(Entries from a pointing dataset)
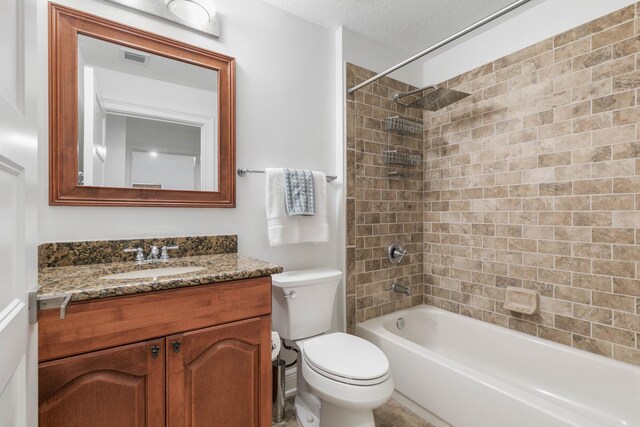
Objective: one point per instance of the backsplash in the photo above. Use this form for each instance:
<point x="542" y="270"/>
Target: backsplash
<point x="380" y="210"/>
<point x="534" y="182"/>
<point x="102" y="251"/>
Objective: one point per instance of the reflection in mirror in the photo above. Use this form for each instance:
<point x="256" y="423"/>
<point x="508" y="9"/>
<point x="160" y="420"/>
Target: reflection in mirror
<point x="144" y="120"/>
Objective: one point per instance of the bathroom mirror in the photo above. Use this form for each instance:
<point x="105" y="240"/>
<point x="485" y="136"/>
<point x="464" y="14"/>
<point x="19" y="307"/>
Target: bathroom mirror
<point x="137" y="119"/>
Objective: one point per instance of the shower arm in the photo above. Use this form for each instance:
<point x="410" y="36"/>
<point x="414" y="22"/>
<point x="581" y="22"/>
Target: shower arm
<point x="444" y="42"/>
<point x="398" y="96"/>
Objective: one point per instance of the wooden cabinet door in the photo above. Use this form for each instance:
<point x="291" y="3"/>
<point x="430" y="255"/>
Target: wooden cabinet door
<point x="121" y="386"/>
<point x="220" y="376"/>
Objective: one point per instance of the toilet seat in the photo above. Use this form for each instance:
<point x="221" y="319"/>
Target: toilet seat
<point x="347" y="359"/>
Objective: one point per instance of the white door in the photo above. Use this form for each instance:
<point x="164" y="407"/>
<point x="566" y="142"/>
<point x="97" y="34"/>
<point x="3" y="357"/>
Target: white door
<point x="18" y="212"/>
<point x="94" y="130"/>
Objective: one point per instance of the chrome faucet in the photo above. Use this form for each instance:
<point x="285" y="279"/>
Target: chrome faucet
<point x="139" y="254"/>
<point x="165" y="255"/>
<point x="153" y="254"/>
<point x="399" y="289"/>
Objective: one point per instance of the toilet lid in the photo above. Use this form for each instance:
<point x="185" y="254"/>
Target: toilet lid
<point x="349" y="358"/>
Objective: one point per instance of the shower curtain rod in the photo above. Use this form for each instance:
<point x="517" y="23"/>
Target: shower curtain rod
<point x="444" y="42"/>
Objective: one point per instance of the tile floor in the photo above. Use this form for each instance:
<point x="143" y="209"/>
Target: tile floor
<point x="393" y="414"/>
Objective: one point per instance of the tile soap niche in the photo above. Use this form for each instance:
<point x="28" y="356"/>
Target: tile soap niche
<point x="392" y="157"/>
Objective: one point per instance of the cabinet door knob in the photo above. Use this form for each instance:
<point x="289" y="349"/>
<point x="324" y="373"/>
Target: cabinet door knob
<point x="155" y="351"/>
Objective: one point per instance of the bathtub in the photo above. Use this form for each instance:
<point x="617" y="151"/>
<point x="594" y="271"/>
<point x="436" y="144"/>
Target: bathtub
<point x="458" y="371"/>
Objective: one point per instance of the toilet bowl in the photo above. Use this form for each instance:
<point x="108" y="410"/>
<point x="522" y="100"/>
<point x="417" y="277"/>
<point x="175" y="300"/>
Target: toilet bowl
<point x="351" y="377"/>
<point x="341" y="377"/>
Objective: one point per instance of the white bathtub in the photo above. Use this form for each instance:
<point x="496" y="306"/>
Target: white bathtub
<point x="467" y="373"/>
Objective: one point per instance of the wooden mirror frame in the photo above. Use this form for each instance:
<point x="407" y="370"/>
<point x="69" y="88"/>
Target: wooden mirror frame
<point x="64" y="26"/>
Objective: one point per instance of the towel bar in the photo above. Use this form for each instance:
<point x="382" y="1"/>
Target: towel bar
<point x="244" y="171"/>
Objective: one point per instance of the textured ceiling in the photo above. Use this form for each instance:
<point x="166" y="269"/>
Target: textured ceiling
<point x="406" y="25"/>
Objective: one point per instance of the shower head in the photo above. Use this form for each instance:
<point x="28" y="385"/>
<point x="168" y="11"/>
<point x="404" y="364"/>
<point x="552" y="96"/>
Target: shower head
<point x="436" y="99"/>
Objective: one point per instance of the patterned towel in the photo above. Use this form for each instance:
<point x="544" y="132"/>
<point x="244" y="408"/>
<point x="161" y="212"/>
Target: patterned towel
<point x="299" y="192"/>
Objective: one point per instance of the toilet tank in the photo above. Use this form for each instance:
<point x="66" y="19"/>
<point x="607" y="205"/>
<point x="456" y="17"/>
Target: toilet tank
<point x="302" y="302"/>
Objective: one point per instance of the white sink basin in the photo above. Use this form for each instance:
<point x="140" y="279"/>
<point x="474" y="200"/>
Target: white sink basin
<point x="153" y="272"/>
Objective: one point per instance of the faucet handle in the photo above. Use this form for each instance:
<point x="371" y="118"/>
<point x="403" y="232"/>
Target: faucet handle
<point x="138" y="251"/>
<point x="165" y="254"/>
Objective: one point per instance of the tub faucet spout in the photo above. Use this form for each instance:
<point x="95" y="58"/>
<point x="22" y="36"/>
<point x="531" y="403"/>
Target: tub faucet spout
<point x="399" y="289"/>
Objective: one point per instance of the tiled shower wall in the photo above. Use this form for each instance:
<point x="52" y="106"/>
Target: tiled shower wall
<point x="380" y="210"/>
<point x="534" y="181"/>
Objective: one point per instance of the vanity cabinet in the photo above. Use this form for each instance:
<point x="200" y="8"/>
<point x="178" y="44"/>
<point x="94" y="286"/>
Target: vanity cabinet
<point x="122" y="386"/>
<point x="197" y="356"/>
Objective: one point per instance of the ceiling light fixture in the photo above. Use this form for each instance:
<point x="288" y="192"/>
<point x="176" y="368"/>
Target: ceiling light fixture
<point x="196" y="12"/>
<point x="198" y="15"/>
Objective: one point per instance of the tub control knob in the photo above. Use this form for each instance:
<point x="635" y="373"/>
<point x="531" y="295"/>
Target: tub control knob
<point x="396" y="252"/>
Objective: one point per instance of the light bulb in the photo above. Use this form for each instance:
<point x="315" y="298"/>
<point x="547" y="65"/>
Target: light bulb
<point x="193" y="11"/>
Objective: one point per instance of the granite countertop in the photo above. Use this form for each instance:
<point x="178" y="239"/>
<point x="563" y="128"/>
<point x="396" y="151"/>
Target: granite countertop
<point x="85" y="282"/>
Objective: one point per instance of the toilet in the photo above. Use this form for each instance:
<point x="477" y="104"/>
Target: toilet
<point x="341" y="378"/>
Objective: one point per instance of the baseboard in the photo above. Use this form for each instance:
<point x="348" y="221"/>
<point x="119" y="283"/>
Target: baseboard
<point x="419" y="410"/>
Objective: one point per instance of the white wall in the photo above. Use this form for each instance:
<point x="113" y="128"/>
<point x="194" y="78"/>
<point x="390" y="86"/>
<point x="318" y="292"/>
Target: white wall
<point x="285" y="117"/>
<point x="516" y="31"/>
<point x="377" y="57"/>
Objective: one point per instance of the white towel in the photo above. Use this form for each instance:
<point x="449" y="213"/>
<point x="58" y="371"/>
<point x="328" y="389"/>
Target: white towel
<point x="283" y="229"/>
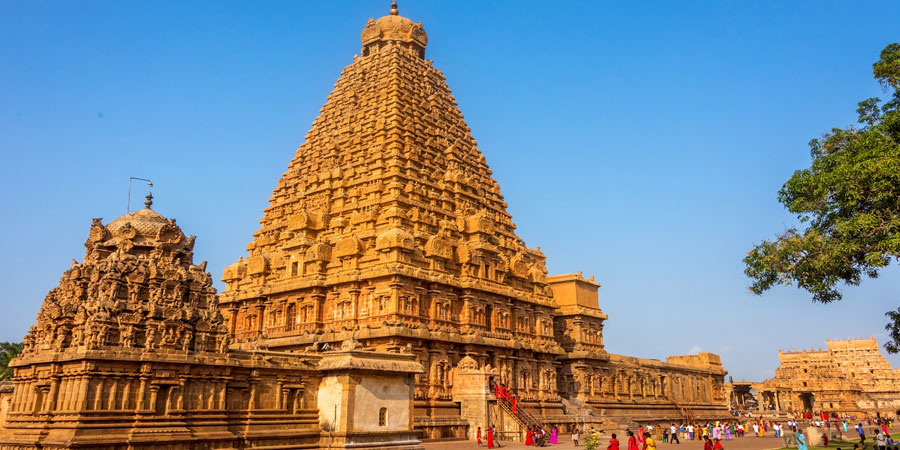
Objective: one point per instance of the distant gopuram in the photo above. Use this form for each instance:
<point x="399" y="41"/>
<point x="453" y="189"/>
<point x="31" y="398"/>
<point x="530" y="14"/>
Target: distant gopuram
<point x="388" y="228"/>
<point x="848" y="377"/>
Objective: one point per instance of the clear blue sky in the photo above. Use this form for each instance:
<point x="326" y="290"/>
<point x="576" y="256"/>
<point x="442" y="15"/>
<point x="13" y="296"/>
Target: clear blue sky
<point x="640" y="142"/>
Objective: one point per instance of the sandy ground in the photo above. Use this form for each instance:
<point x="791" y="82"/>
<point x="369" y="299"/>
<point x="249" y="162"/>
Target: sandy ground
<point x="565" y="442"/>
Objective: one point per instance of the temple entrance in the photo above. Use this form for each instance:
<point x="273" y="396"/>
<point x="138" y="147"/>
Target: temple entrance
<point x="807" y="400"/>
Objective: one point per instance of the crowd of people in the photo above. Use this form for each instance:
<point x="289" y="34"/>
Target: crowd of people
<point x="713" y="433"/>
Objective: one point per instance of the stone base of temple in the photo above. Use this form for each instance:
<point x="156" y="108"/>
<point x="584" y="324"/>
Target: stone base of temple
<point x="372" y="440"/>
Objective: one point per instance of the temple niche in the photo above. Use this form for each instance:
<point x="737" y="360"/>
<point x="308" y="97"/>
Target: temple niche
<point x="130" y="349"/>
<point x="388" y="227"/>
<point x="849" y="376"/>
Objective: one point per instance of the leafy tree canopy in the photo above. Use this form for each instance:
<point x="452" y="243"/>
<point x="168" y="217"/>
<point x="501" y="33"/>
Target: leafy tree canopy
<point x="848" y="201"/>
<point x="8" y="351"/>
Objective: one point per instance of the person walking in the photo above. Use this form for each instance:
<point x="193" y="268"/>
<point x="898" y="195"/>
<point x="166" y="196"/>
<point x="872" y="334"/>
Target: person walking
<point x="801" y="442"/>
<point x="880" y="440"/>
<point x="673" y="435"/>
<point x="632" y="442"/>
<point x="613" y="443"/>
<point x="650" y="443"/>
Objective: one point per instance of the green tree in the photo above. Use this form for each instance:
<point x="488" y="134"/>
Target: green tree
<point x="8" y="351"/>
<point x="848" y="202"/>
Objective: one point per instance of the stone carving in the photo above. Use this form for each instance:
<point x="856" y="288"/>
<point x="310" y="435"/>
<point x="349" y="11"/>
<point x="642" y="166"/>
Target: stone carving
<point x="137" y="277"/>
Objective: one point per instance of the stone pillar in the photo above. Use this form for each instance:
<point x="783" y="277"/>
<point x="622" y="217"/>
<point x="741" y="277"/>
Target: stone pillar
<point x="54" y="392"/>
<point x="261" y="317"/>
<point x="113" y="390"/>
<point x="154" y="391"/>
<point x="126" y="394"/>
<point x="252" y="404"/>
<point x="84" y="382"/>
<point x="101" y="384"/>
<point x="364" y="393"/>
<point x="233" y="324"/>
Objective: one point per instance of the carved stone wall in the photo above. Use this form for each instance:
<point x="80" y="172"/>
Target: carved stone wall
<point x="848" y="376"/>
<point x="131" y="350"/>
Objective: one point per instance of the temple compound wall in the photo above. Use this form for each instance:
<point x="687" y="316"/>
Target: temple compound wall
<point x="389" y="228"/>
<point x="847" y="377"/>
<point x="130" y="352"/>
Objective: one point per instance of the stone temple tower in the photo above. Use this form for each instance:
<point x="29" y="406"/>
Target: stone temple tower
<point x="388" y="226"/>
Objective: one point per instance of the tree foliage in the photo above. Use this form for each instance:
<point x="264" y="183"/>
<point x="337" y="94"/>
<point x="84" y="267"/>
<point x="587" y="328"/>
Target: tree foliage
<point x="8" y="351"/>
<point x="848" y="201"/>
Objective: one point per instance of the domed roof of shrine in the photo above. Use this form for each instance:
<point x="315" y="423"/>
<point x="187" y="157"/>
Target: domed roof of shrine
<point x="394" y="27"/>
<point x="145" y="225"/>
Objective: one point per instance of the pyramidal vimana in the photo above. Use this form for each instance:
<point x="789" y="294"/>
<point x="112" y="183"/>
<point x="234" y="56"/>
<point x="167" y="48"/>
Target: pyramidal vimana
<point x="384" y="298"/>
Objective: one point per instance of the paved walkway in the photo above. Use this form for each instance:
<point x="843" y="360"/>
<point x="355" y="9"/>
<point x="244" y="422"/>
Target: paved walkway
<point x="744" y="443"/>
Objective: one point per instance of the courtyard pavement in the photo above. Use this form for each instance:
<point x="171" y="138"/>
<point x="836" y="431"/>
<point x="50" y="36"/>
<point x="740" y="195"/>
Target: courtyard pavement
<point x="565" y="442"/>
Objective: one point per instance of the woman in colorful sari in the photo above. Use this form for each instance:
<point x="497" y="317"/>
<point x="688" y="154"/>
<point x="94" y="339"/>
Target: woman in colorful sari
<point x="613" y="443"/>
<point x="801" y="441"/>
<point x="632" y="442"/>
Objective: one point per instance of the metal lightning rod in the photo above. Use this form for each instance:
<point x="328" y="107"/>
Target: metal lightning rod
<point x="130" y="179"/>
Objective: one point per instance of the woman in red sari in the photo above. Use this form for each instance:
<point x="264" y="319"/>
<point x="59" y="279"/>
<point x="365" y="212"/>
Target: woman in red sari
<point x="613" y="443"/>
<point x="632" y="442"/>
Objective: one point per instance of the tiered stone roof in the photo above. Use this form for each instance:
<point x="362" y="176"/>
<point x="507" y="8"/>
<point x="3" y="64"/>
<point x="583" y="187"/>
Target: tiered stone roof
<point x="389" y="179"/>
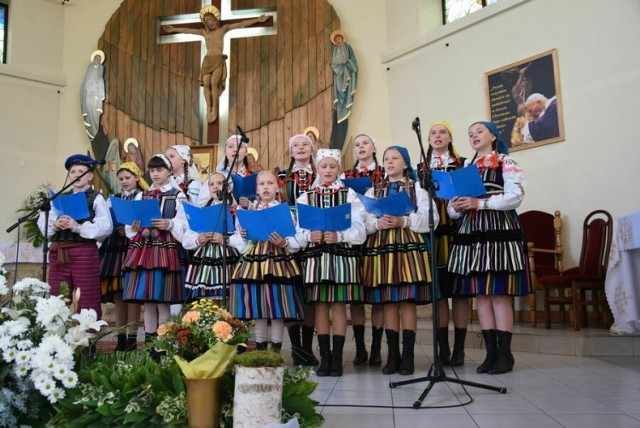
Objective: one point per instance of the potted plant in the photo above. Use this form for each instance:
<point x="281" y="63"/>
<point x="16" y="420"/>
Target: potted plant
<point x="257" y="398"/>
<point x="203" y="342"/>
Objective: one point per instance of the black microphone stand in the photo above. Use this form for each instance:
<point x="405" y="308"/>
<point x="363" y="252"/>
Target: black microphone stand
<point x="226" y="197"/>
<point x="436" y="373"/>
<point x="45" y="207"/>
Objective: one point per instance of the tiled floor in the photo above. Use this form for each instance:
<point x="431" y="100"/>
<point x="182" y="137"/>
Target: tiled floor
<point x="544" y="390"/>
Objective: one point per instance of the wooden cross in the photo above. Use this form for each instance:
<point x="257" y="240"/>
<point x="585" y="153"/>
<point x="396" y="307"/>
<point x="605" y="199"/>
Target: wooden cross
<point x="211" y="131"/>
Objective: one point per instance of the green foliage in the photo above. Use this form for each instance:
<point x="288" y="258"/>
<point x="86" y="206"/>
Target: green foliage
<point x="259" y="359"/>
<point x="124" y="389"/>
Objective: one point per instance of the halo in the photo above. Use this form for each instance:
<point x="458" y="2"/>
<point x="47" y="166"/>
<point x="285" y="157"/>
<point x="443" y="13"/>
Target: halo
<point x="97" y="52"/>
<point x="337" y="33"/>
<point x="209" y="10"/>
<point x="253" y="151"/>
<point x="130" y="141"/>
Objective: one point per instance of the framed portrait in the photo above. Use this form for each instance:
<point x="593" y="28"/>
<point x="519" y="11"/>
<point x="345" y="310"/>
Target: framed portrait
<point x="205" y="157"/>
<point x="523" y="99"/>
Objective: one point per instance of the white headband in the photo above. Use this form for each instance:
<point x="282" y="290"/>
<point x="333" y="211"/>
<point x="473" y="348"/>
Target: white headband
<point x="328" y="153"/>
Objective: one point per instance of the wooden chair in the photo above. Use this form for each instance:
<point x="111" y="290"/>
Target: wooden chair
<point x="543" y="232"/>
<point x="572" y="284"/>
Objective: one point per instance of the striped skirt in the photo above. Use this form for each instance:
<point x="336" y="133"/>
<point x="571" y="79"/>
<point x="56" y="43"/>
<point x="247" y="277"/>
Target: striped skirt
<point x="266" y="301"/>
<point x="396" y="267"/>
<point x="153" y="271"/>
<point x="489" y="256"/>
<point x="205" y="273"/>
<point x="112" y="254"/>
<point x="265" y="263"/>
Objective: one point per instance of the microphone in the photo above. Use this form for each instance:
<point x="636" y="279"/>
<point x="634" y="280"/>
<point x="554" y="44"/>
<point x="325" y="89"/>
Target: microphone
<point x="243" y="136"/>
<point x="415" y="124"/>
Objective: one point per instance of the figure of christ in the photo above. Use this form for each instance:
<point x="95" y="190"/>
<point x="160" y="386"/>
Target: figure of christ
<point x="213" y="71"/>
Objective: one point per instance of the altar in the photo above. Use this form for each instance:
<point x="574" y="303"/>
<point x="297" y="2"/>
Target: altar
<point x="622" y="283"/>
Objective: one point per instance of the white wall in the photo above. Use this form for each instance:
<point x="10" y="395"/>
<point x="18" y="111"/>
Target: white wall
<point x="596" y="166"/>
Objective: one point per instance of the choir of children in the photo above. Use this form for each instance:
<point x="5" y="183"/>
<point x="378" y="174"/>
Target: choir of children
<point x="307" y="279"/>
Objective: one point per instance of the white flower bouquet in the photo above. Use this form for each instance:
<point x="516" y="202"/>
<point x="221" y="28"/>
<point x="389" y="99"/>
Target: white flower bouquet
<point x="40" y="338"/>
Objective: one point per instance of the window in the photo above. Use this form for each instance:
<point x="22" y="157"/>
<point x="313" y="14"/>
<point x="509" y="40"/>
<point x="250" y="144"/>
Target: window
<point x="455" y="9"/>
<point x="4" y="11"/>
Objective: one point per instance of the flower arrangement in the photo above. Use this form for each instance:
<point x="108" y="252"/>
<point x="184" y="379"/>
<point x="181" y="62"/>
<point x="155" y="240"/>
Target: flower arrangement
<point x="203" y="340"/>
<point x="39" y="340"/>
<point x="34" y="200"/>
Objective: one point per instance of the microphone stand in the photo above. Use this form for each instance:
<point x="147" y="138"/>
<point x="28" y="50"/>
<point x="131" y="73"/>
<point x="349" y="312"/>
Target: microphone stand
<point x="45" y="207"/>
<point x="226" y="196"/>
<point x="436" y="373"/>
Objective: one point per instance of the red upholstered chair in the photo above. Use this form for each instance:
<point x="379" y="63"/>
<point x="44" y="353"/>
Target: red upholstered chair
<point x="543" y="232"/>
<point x="571" y="284"/>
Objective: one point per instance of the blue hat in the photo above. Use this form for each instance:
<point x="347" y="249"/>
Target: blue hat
<point x="407" y="159"/>
<point x="501" y="146"/>
<point x="78" y="159"/>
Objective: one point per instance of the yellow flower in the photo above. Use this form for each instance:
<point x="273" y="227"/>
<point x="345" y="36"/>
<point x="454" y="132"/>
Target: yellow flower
<point x="222" y="330"/>
<point x="191" y="316"/>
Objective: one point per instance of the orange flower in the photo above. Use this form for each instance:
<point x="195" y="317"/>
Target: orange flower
<point x="222" y="330"/>
<point x="191" y="316"/>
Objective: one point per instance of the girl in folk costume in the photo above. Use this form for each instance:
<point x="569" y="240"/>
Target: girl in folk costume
<point x="331" y="263"/>
<point x="298" y="179"/>
<point x="396" y="267"/>
<point x="488" y="253"/>
<point x="442" y="156"/>
<point x="73" y="255"/>
<point x="205" y="275"/>
<point x="153" y="268"/>
<point x="112" y="255"/>
<point x="185" y="172"/>
<point x="364" y="149"/>
<point x="267" y="278"/>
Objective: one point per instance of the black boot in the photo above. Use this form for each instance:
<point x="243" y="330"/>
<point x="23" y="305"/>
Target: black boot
<point x="375" y="359"/>
<point x="457" y="358"/>
<point x="307" y="346"/>
<point x="297" y="354"/>
<point x="336" y="356"/>
<point x="408" y="341"/>
<point x="361" y="350"/>
<point x="122" y="342"/>
<point x="491" y="344"/>
<point x="444" y="352"/>
<point x="504" y="362"/>
<point x="324" y="369"/>
<point x="132" y="342"/>
<point x="393" y="357"/>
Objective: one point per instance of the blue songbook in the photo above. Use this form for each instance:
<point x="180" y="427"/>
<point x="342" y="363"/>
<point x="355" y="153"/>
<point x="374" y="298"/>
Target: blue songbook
<point x="359" y="185"/>
<point x="260" y="224"/>
<point x="126" y="212"/>
<point x="398" y="204"/>
<point x="73" y="205"/>
<point x="332" y="219"/>
<point x="208" y="219"/>
<point x="244" y="186"/>
<point x="461" y="182"/>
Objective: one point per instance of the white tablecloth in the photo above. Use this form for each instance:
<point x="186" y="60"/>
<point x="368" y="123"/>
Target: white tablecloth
<point x="622" y="283"/>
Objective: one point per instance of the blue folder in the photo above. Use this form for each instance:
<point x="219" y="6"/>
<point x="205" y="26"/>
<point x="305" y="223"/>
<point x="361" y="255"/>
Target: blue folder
<point x="359" y="185"/>
<point x="332" y="219"/>
<point x="73" y="205"/>
<point x="398" y="205"/>
<point x="207" y="219"/>
<point x="461" y="182"/>
<point x="244" y="186"/>
<point x="126" y="212"/>
<point x="260" y="224"/>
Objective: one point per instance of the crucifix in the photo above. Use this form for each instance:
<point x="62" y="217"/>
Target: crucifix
<point x="216" y="31"/>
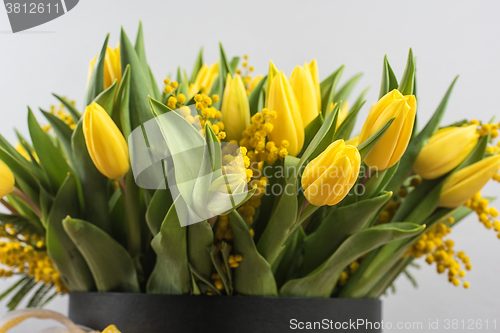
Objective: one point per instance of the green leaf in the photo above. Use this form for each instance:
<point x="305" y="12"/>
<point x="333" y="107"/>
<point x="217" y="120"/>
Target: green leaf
<point x="311" y="130"/>
<point x="389" y="80"/>
<point x="200" y="238"/>
<point x="21" y="293"/>
<point x="171" y="273"/>
<point x="51" y="160"/>
<point x="106" y="99"/>
<point x="408" y="79"/>
<point x="60" y="247"/>
<point x="416" y="144"/>
<point x="197" y="66"/>
<point x="253" y="276"/>
<point x="366" y="146"/>
<point x="96" y="82"/>
<point x="256" y="97"/>
<point x="111" y="266"/>
<point x="321" y="281"/>
<point x="338" y="225"/>
<point x="72" y="110"/>
<point x="157" y="210"/>
<point x="121" y="110"/>
<point x="140" y="84"/>
<point x="343" y="93"/>
<point x="283" y="219"/>
<point x="94" y="184"/>
<point x="327" y="88"/>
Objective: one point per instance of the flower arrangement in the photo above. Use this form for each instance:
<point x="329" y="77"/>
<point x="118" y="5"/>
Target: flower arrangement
<point x="294" y="204"/>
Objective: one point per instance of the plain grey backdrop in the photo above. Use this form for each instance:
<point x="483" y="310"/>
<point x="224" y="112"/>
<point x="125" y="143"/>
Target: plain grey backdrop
<point x="447" y="37"/>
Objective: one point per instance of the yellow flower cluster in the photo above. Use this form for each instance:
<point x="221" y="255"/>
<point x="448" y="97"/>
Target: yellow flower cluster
<point x="486" y="129"/>
<point x="249" y="81"/>
<point x="441" y="252"/>
<point x="254" y="139"/>
<point x="487" y="215"/>
<point x="25" y="259"/>
<point x="247" y="210"/>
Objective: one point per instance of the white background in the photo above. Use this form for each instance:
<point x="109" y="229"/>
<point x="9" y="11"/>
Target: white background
<point x="448" y="38"/>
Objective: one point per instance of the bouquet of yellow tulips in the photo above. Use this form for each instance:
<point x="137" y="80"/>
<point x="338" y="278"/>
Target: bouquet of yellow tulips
<point x="226" y="183"/>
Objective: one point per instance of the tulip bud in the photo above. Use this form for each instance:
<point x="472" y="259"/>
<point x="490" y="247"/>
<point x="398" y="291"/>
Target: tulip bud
<point x="288" y="123"/>
<point x="313" y="69"/>
<point x="105" y="143"/>
<point x="329" y="177"/>
<point x="7" y="180"/>
<point x="393" y="143"/>
<point x="235" y="108"/>
<point x="112" y="67"/>
<point x="204" y="79"/>
<point x="304" y="90"/>
<point x="466" y="182"/>
<point x="446" y="149"/>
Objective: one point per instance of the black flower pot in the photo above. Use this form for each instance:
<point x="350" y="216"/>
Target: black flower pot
<point x="144" y="313"/>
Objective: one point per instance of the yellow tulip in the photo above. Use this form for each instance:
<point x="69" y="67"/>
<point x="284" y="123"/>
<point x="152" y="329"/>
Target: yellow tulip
<point x="393" y="143"/>
<point x="466" y="182"/>
<point x="353" y="142"/>
<point x="288" y="123"/>
<point x="329" y="177"/>
<point x="343" y="112"/>
<point x="106" y="145"/>
<point x="235" y="108"/>
<point x="445" y="151"/>
<point x="7" y="180"/>
<point x="204" y="79"/>
<point x="303" y="88"/>
<point x="112" y="67"/>
<point x="273" y="71"/>
<point x="313" y="69"/>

[Goal]
Copy the data above verbatim, beginning with the line that contains "Objective: one point per instance of the yellow tulip" and continuing through the final line, inclusive.

[Solution]
Objective: one point per instance of the yellow tulip in the photo above. Use this form for each instance:
<point x="69" y="67"/>
<point x="284" y="123"/>
<point x="152" y="329"/>
Target: yellow tulip
<point x="393" y="143"/>
<point x="466" y="182"/>
<point x="353" y="142"/>
<point x="288" y="123"/>
<point x="329" y="177"/>
<point x="343" y="112"/>
<point x="106" y="145"/>
<point x="235" y="108"/>
<point x="445" y="151"/>
<point x="7" y="180"/>
<point x="204" y="79"/>
<point x="303" y="88"/>
<point x="112" y="67"/>
<point x="273" y="71"/>
<point x="313" y="69"/>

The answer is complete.